## Given passage
+ + + + + + +

Writer's picture: Joseph DursoJoseph Durso

My Journey of Faith

The picture above is a mountain top expererience for 7 people and the captions speak about Christian liberty.
Christ's statement in context is that by knowing the truth, not by mere intellectual awareness but by living our lives according to Christ commands, we experience liberty.

The bondage that we all seem to miss is through disobedience to church traditions that are contrary to the Word of Christ.


Christian Liberty Depends on Subordination to Jesus Christ

I was a child in the 1950s and observed women in dresses all week. They could be seen walking to church wearing hats on Sundays. One family on our block in Brooklyn, New York, divorced, which was a bit of a scandal.


The picture above is from the Woodstock festival in 1969
The Woodstock festival in 1969

In the '60s, we experienced a counter-cultural revolution that began to demolish family values. Despite giving my life to Jesus Christ and watching movies on T.V. from the 30s and 40s but never attending gatherings with other believers, I can't say I was unaffected.


In the 1970s, having repented of my sin, I gathered with believers and experienced a revival in churches. We then went to Bible School to learn from retired missionaries and become aware of the radical nature of conformity to Christ.


There was a marked decline in churches in the 1980s, which was only exacerbated in the 1990s with the invention of a seeker-sensitive church model among the naive. When corruption of the truth becomes a Christian tradition, the church faces decline.

+ + + + + + +

## Brief
Retype the faith journey passage word for word, starting at the words "Christ's statement in" and stopping after "Word of Christ.". The listing that comes after this faith journey passage has no connection to it.

## Extracted information
+ + + + + + +

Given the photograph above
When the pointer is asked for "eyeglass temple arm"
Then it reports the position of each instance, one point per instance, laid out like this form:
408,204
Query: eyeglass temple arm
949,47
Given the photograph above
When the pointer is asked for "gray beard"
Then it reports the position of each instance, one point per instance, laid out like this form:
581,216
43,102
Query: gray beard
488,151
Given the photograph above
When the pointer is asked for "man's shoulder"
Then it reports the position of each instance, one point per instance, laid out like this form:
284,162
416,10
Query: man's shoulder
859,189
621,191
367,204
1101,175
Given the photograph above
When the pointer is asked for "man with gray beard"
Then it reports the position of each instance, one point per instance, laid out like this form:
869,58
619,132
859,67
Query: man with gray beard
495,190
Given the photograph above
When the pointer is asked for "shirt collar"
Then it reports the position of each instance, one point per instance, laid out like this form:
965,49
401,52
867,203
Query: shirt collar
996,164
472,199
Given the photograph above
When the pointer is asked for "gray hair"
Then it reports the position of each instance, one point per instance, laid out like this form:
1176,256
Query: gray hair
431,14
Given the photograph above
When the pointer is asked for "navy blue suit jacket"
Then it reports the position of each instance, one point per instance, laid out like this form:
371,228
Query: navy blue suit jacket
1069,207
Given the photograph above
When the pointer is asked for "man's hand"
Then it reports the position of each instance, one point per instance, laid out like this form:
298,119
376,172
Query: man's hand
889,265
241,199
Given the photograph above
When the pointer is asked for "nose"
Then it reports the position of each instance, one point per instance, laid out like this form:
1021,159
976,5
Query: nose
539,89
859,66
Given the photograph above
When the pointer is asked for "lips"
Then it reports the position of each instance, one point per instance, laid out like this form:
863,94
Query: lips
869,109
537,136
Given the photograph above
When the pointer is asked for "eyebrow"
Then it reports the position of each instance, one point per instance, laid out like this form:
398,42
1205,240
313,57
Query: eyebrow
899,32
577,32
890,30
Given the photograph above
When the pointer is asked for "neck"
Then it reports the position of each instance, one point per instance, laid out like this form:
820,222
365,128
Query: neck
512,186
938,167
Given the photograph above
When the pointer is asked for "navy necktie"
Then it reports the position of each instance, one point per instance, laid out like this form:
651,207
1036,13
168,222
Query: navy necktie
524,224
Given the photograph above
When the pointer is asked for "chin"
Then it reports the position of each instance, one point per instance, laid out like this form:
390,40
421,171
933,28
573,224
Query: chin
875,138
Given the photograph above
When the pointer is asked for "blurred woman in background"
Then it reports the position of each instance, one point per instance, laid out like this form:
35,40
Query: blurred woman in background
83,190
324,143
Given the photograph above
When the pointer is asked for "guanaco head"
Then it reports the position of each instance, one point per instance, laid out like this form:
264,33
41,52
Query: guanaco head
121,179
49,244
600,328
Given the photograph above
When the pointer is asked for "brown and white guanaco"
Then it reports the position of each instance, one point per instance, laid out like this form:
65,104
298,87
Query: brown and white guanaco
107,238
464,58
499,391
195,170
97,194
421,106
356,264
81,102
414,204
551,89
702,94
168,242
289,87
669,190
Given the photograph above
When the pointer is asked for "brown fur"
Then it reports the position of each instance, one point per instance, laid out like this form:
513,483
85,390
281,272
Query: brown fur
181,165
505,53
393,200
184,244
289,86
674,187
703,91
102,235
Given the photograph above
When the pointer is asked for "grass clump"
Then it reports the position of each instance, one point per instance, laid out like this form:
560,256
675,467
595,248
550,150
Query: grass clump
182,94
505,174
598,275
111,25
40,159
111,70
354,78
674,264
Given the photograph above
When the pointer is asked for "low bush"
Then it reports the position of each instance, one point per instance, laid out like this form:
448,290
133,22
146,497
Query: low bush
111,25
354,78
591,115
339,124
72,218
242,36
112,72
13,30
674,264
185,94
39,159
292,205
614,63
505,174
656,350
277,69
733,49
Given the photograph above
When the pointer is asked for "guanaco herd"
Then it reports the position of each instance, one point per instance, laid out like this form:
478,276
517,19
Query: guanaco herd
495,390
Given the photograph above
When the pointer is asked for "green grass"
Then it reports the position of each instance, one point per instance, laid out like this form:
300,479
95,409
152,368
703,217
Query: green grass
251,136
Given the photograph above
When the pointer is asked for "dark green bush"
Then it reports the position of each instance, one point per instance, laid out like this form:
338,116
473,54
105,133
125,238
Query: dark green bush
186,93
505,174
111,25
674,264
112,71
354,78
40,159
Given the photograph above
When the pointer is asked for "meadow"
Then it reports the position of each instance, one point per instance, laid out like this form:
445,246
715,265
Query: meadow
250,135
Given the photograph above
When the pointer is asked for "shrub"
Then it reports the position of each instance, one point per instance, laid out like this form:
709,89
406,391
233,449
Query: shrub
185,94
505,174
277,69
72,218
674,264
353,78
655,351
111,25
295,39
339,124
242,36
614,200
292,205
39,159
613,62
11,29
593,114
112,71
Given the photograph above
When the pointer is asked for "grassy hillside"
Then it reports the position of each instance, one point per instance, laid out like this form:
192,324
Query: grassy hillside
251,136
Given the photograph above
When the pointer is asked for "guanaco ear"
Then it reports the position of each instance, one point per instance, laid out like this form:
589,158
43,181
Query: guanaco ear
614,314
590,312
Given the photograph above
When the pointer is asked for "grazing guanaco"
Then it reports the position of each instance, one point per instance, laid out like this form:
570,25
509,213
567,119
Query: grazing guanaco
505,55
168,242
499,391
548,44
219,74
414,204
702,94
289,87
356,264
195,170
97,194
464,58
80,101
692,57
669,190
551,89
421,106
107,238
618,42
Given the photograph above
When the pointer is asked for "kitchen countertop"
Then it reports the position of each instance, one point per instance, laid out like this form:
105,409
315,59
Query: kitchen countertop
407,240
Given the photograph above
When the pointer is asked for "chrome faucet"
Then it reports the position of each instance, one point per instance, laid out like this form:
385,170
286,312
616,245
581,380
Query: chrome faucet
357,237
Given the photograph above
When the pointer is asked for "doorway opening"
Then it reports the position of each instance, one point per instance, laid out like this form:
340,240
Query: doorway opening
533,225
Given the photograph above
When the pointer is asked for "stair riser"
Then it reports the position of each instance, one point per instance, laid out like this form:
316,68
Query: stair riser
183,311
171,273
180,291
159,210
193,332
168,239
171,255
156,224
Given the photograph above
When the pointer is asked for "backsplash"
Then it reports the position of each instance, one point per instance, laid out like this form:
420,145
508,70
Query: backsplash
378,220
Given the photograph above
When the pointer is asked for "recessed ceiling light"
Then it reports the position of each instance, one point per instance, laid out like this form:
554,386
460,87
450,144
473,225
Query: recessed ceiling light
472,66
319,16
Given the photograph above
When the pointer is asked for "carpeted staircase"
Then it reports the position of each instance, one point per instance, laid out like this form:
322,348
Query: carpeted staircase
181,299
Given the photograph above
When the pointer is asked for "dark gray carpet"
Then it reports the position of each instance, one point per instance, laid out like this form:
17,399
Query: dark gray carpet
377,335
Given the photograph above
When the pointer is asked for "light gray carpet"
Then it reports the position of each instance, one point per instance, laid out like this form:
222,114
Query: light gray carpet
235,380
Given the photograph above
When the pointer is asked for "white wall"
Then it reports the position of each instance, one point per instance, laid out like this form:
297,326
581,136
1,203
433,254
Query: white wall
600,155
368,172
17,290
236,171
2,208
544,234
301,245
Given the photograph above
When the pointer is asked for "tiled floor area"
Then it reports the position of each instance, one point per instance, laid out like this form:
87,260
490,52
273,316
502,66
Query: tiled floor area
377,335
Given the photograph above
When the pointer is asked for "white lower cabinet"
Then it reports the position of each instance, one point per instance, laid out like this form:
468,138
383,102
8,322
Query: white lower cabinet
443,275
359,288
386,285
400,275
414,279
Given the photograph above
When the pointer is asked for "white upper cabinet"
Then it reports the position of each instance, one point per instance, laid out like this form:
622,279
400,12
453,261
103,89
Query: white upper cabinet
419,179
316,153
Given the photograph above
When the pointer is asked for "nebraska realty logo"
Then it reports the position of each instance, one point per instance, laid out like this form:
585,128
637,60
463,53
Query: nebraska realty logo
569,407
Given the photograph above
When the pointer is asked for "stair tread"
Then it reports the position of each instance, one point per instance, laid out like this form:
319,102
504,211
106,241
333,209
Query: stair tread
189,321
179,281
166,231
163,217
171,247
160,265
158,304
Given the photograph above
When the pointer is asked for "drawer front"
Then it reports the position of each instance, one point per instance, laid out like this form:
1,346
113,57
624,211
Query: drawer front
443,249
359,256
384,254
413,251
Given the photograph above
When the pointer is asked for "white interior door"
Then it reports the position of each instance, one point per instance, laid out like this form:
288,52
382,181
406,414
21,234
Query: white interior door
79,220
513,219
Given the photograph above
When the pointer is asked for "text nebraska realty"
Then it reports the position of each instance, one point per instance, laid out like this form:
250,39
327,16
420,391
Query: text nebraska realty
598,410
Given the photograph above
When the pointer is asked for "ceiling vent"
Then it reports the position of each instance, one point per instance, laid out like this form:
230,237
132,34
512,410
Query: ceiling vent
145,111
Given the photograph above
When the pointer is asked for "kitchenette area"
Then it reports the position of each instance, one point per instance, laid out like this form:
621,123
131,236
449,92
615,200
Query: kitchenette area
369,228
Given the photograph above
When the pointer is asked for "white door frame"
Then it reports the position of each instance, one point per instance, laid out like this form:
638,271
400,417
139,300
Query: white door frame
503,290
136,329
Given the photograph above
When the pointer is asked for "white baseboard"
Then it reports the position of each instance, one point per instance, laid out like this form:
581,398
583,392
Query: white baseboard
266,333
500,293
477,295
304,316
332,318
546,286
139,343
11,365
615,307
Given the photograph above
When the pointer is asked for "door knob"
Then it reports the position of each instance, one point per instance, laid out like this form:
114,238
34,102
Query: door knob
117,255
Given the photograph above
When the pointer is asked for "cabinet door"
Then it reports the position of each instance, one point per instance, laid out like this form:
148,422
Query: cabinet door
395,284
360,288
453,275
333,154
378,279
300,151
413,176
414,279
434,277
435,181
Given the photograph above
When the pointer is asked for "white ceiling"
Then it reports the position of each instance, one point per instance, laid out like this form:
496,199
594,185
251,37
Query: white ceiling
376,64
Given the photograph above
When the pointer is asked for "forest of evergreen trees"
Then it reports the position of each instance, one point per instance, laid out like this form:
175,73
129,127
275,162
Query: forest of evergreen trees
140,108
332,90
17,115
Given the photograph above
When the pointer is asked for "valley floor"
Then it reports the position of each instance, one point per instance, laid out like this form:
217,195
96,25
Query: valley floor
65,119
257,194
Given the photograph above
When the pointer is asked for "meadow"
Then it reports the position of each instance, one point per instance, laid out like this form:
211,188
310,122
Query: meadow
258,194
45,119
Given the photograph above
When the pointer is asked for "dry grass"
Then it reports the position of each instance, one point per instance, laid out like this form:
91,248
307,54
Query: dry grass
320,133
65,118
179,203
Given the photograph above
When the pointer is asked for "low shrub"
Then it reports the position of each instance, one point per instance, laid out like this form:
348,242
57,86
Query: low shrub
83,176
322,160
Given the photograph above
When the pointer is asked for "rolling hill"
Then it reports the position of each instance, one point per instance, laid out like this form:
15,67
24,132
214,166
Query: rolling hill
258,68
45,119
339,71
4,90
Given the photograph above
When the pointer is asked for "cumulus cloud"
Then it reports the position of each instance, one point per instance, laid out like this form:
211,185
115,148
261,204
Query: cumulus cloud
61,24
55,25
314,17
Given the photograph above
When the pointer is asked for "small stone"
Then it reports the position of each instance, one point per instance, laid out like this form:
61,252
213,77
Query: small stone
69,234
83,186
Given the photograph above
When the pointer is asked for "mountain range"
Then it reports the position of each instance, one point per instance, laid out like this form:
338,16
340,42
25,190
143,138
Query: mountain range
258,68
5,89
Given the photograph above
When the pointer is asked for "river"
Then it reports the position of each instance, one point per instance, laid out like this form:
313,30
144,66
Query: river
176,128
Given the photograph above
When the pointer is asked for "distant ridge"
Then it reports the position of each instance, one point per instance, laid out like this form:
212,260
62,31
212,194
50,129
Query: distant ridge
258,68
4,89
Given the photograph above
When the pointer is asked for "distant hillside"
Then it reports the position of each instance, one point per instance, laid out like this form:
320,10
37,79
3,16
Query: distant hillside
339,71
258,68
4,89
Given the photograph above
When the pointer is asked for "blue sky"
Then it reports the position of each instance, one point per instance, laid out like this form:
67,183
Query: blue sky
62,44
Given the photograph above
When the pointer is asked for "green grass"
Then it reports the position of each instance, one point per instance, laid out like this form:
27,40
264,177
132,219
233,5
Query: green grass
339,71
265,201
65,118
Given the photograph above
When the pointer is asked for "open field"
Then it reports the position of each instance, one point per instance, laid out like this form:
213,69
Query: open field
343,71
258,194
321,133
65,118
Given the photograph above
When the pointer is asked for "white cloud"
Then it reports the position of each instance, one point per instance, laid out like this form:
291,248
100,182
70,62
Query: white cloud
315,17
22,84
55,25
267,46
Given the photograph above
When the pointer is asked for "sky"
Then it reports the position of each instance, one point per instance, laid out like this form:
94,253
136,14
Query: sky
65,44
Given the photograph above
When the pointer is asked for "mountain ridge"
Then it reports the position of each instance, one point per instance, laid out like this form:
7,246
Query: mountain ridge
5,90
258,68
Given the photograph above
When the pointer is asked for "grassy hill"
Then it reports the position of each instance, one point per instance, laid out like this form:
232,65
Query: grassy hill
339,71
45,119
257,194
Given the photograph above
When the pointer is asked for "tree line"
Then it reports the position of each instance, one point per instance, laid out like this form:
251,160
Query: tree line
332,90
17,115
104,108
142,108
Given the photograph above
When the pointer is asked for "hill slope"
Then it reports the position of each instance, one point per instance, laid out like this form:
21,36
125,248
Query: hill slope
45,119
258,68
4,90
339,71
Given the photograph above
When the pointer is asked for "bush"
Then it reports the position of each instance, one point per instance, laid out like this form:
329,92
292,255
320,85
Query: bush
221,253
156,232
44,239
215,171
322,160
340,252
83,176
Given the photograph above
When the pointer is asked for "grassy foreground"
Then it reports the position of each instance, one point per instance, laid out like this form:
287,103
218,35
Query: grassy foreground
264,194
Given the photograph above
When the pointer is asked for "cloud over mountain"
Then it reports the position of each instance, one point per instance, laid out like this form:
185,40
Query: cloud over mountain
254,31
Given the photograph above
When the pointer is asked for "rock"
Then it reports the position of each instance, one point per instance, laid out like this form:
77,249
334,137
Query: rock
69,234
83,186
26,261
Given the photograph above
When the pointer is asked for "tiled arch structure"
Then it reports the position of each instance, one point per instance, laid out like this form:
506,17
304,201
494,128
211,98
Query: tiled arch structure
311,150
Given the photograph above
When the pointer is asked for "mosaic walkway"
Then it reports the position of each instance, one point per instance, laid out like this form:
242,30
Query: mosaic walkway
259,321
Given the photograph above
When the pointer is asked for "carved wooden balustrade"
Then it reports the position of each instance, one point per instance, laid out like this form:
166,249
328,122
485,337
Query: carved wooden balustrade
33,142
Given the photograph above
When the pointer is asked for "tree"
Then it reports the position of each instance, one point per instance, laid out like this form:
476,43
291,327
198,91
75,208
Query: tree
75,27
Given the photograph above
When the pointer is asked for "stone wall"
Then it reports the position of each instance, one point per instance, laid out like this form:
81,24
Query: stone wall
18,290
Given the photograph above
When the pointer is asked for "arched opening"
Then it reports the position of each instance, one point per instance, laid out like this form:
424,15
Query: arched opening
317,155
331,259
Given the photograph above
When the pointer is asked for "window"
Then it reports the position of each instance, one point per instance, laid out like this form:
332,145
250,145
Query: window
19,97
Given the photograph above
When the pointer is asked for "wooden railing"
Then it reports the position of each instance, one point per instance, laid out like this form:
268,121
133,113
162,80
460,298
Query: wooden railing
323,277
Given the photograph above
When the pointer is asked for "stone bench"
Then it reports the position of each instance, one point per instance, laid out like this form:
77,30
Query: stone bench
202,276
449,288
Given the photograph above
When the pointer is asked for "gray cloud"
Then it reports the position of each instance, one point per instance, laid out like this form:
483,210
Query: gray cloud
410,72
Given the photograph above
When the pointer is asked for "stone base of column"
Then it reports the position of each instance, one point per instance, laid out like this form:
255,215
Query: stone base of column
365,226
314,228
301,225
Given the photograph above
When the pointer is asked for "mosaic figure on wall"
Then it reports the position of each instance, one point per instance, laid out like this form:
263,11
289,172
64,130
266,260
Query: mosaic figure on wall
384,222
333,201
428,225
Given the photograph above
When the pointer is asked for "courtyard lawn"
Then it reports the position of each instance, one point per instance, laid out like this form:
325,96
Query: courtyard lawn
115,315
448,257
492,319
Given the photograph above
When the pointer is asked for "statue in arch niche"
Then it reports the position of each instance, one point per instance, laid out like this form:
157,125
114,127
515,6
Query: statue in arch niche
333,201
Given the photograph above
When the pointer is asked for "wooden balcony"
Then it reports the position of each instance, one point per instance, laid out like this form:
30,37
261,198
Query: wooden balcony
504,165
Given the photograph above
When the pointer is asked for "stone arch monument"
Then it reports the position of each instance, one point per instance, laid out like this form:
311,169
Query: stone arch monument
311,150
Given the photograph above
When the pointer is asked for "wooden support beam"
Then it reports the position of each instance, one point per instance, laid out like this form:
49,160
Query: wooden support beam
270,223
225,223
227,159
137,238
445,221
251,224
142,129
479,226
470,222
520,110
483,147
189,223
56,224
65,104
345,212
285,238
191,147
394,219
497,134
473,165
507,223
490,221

+ + + + + + +

## Reply
Christ's statement in context is that by knowing the truth, not by mere intellectual awareness but by living our lives according to Christ commands, we experience liberty.

The bondage that we all seem to miss is through disobedience to church traditions that are contrary to the Word of Christ.